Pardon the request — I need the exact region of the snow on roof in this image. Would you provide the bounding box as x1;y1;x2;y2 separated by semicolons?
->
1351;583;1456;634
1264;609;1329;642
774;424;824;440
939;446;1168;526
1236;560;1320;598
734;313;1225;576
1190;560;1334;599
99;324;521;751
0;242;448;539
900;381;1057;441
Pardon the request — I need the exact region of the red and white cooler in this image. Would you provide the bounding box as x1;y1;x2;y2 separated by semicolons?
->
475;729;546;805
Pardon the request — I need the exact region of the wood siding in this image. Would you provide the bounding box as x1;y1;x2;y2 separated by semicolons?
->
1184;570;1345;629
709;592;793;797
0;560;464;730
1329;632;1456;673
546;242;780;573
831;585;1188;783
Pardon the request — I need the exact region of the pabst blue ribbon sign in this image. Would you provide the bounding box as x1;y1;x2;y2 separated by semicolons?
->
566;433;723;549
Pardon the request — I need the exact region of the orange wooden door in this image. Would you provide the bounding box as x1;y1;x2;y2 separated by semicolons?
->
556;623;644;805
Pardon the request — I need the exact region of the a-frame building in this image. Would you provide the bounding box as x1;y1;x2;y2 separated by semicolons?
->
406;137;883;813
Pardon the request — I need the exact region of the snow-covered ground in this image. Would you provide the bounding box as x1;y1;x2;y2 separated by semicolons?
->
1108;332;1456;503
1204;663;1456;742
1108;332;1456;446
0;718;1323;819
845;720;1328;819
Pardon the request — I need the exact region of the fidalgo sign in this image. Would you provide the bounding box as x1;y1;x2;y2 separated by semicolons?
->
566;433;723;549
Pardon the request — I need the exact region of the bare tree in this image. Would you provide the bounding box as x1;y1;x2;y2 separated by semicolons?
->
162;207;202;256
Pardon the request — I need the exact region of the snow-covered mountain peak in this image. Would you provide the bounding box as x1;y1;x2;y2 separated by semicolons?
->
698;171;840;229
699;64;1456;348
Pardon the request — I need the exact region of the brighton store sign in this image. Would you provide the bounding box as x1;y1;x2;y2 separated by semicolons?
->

· · · ·

**WHAT YOU SHOULD DO**: Starting at the line that contains "of the fidalgo" and ending with the last line of the data, write every line out again in full, adding 132 to each bounding-box coordinate.

**WRITTEN SOLUTION**:
Pardon the request — I need the exact region of the fidalgo sign in this image. Would you provide the bounding box as x1;y1;x2;y2 separated by semicolons?
->
698;565;855;681
Pardon the request — I need the exact region of the bare tree in this image. Would you provide the bounding box as x1;y1;x2;y2 separated by semicolons?
->
294;339;334;388
Pardon the request — I need the exact region of the snow-covered mountain peak in this image. Would you provide the bounding box as x1;y1;x2;y2 separated by semicolons?
->
830;303;972;361
831;196;1588;480
Pardon the request — I need the exact region of the brighton store sign in this image. Would you provide the bounding box as x1;y1;x2;y2 separated by semicolons?
->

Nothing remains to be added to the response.